- SUPPLIED RECORDS:

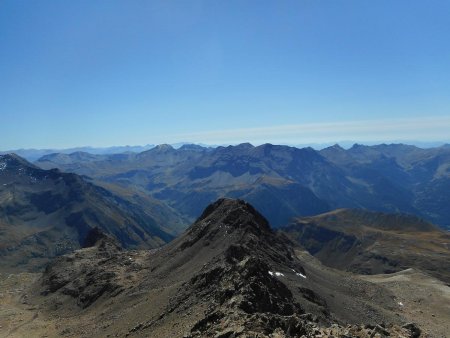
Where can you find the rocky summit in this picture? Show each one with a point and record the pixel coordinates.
(228, 275)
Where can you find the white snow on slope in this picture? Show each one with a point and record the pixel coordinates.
(276, 273)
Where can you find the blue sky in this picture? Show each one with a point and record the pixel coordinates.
(102, 73)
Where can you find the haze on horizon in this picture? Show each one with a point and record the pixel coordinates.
(110, 73)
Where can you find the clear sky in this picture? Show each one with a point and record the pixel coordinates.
(102, 73)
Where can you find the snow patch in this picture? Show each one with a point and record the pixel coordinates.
(276, 273)
(299, 274)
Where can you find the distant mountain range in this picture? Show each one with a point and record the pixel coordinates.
(281, 181)
(368, 242)
(46, 213)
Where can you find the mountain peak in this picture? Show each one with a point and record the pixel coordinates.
(228, 206)
(229, 221)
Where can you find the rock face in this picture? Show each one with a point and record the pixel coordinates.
(228, 275)
(373, 243)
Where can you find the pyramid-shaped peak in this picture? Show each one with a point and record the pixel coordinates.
(232, 213)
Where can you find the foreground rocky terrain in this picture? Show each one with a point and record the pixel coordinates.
(228, 275)
(280, 181)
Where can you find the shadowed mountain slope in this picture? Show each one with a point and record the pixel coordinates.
(46, 213)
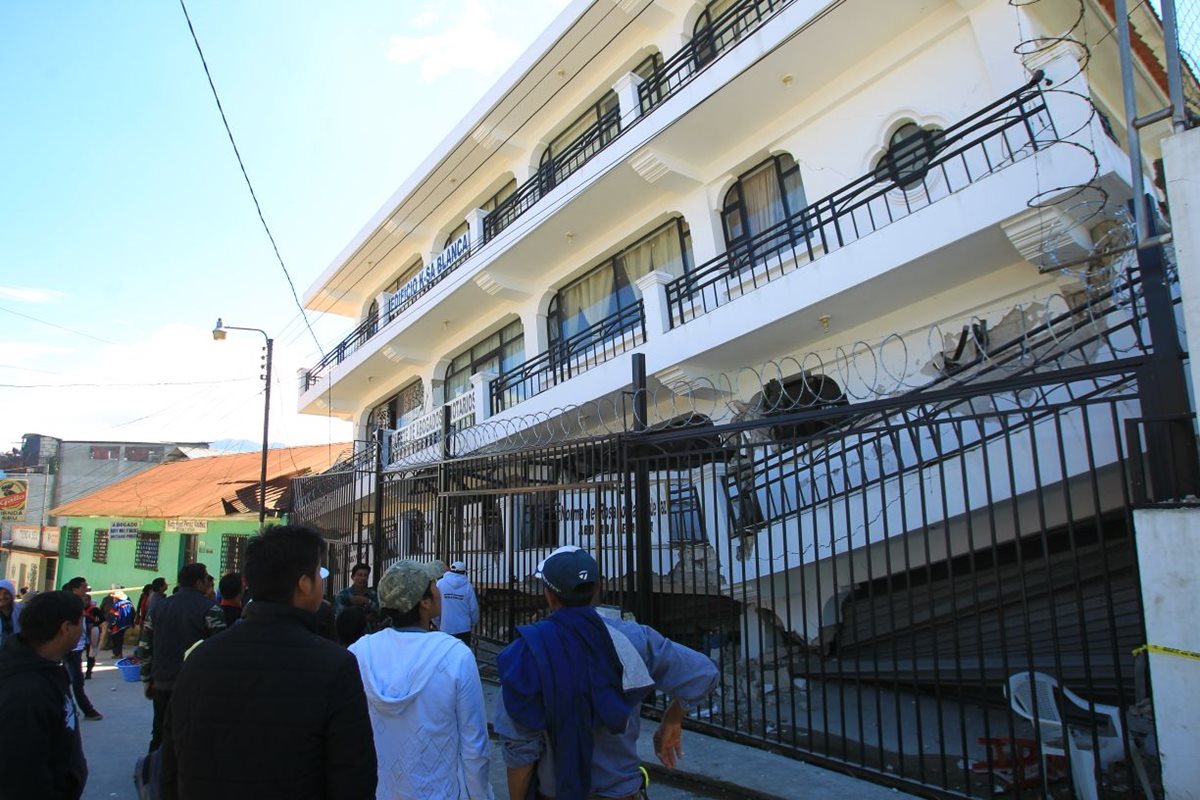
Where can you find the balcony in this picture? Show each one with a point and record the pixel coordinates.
(727, 30)
(1000, 134)
(598, 343)
(390, 307)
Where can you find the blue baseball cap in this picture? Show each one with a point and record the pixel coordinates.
(570, 572)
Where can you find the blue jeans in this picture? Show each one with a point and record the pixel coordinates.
(73, 662)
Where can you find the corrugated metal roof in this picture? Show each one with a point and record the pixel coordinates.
(204, 487)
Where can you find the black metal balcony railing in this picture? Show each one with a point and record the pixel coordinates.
(553, 172)
(372, 325)
(997, 136)
(729, 29)
(568, 358)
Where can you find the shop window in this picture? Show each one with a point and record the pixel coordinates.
(100, 547)
(145, 551)
(72, 546)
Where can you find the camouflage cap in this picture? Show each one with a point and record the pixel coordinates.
(403, 584)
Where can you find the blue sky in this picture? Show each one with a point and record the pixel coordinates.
(124, 216)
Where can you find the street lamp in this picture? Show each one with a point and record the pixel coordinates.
(219, 335)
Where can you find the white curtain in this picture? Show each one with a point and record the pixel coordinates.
(658, 252)
(588, 301)
(761, 199)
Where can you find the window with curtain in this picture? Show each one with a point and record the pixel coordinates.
(498, 353)
(762, 198)
(397, 410)
(610, 286)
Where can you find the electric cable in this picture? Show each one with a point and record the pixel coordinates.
(246, 176)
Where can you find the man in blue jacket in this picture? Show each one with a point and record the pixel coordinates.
(571, 687)
(42, 752)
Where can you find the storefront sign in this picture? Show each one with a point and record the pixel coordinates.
(454, 253)
(27, 536)
(13, 497)
(35, 537)
(186, 525)
(123, 530)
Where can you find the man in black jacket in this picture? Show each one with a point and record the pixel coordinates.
(299, 696)
(173, 626)
(42, 753)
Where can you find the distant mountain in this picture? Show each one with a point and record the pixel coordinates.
(240, 445)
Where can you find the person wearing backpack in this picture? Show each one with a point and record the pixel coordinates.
(120, 619)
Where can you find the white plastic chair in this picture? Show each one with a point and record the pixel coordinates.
(1033, 695)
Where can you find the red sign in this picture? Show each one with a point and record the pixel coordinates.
(13, 495)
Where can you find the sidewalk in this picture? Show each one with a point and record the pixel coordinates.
(712, 768)
(737, 770)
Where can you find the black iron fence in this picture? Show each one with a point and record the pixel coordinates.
(996, 136)
(733, 24)
(607, 338)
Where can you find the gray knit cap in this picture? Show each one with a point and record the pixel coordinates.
(403, 584)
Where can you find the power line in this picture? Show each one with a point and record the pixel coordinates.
(246, 175)
(163, 383)
(61, 328)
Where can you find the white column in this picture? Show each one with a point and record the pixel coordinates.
(481, 386)
(707, 238)
(1169, 567)
(1181, 160)
(627, 95)
(475, 224)
(534, 325)
(653, 287)
(382, 300)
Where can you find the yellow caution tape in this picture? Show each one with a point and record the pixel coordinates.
(1168, 651)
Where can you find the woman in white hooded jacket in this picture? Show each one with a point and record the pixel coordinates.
(424, 695)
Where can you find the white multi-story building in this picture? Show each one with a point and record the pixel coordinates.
(783, 205)
(697, 182)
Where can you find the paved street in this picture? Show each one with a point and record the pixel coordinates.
(114, 744)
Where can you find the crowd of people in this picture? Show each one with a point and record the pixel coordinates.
(256, 695)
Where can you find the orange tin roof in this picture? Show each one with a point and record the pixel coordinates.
(205, 487)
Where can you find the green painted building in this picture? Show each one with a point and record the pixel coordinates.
(202, 510)
(132, 552)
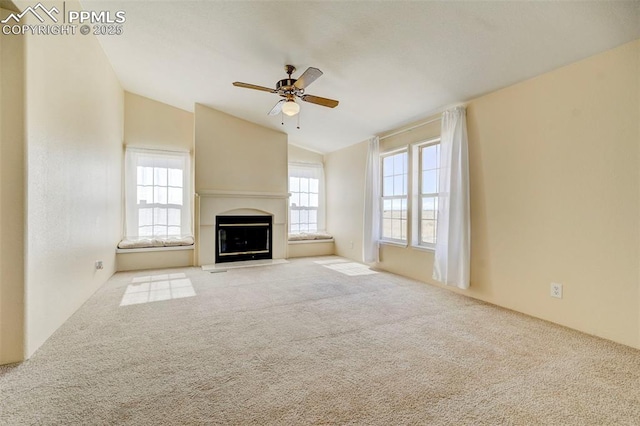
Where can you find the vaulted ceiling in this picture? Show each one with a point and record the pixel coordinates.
(388, 63)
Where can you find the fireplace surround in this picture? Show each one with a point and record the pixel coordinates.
(243, 238)
(213, 203)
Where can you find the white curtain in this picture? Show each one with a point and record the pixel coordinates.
(314, 171)
(372, 203)
(157, 194)
(452, 257)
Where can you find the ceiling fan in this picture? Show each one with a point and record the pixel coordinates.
(291, 88)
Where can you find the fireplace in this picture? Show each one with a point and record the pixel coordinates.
(243, 238)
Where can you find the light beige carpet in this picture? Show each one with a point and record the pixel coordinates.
(300, 343)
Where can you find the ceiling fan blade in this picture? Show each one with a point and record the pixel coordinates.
(277, 108)
(307, 77)
(253, 86)
(320, 101)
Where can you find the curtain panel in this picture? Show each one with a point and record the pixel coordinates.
(453, 248)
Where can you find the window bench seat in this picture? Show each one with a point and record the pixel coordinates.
(311, 244)
(135, 255)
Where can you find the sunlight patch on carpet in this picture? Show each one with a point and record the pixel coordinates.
(346, 267)
(154, 288)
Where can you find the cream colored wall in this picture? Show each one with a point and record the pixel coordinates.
(12, 203)
(154, 125)
(301, 155)
(236, 155)
(344, 175)
(554, 197)
(74, 116)
(138, 261)
(239, 166)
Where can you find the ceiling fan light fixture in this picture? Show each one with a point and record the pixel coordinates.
(290, 108)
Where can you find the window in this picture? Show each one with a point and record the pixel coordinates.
(394, 196)
(411, 174)
(158, 197)
(429, 155)
(306, 201)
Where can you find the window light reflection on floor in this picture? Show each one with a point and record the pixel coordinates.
(346, 267)
(154, 288)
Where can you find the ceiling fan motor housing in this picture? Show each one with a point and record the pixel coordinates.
(286, 85)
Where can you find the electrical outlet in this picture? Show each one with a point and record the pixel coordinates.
(556, 290)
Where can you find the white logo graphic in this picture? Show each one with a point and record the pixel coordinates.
(34, 11)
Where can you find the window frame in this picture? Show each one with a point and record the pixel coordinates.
(419, 196)
(313, 171)
(406, 198)
(142, 157)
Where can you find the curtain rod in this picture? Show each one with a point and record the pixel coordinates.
(408, 129)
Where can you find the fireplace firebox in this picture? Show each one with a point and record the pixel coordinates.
(243, 238)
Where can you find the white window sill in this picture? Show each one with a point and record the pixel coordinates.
(149, 249)
(423, 248)
(393, 243)
(326, 240)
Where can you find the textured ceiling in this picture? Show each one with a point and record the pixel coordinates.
(389, 63)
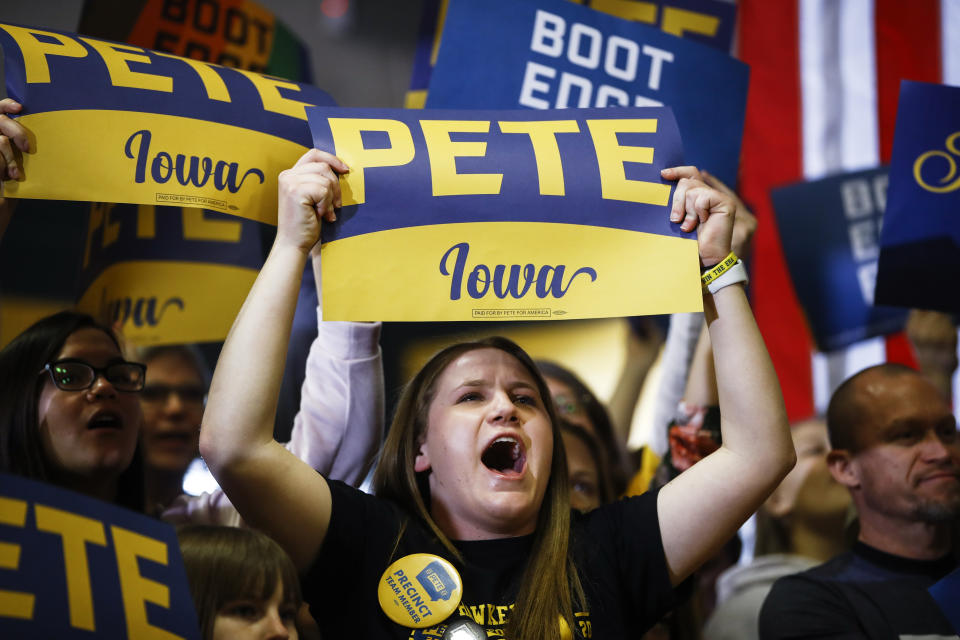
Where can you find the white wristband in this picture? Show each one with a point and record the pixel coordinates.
(734, 275)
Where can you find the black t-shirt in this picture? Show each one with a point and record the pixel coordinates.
(864, 593)
(617, 550)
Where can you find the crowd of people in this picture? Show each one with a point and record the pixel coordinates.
(510, 470)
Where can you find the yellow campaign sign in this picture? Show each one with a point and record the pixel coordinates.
(504, 215)
(501, 274)
(73, 567)
(152, 300)
(118, 123)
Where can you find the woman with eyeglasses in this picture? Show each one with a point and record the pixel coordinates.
(70, 409)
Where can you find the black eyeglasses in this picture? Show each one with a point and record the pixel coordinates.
(188, 394)
(77, 375)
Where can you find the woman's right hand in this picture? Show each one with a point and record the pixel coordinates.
(13, 141)
(309, 192)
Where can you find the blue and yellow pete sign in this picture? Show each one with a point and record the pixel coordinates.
(920, 240)
(504, 215)
(118, 123)
(830, 231)
(72, 567)
(505, 54)
(167, 275)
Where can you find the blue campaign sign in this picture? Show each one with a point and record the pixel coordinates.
(465, 215)
(503, 54)
(830, 230)
(946, 593)
(920, 241)
(167, 275)
(119, 123)
(72, 567)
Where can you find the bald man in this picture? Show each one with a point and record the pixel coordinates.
(896, 449)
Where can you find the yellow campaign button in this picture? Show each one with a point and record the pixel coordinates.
(420, 590)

- YOUR GOAL: Copy out exactly, and only, the lines from the one that contains "Where can you find the blue campaign" through the last line of the material above.

- TASK RESULT:
Where can you find the blue campaign sign in this picture? Show each one with a point and record the pixel coordinates.
(465, 215)
(503, 54)
(830, 230)
(946, 593)
(920, 241)
(167, 275)
(119, 123)
(72, 567)
Where can you find the bald man in this picture? Show each one with a point and record the pixel coordinates.
(896, 449)
Where can you find the yellow campaign button in this picture? Show each one with a point and record the pixel coordinates.
(420, 590)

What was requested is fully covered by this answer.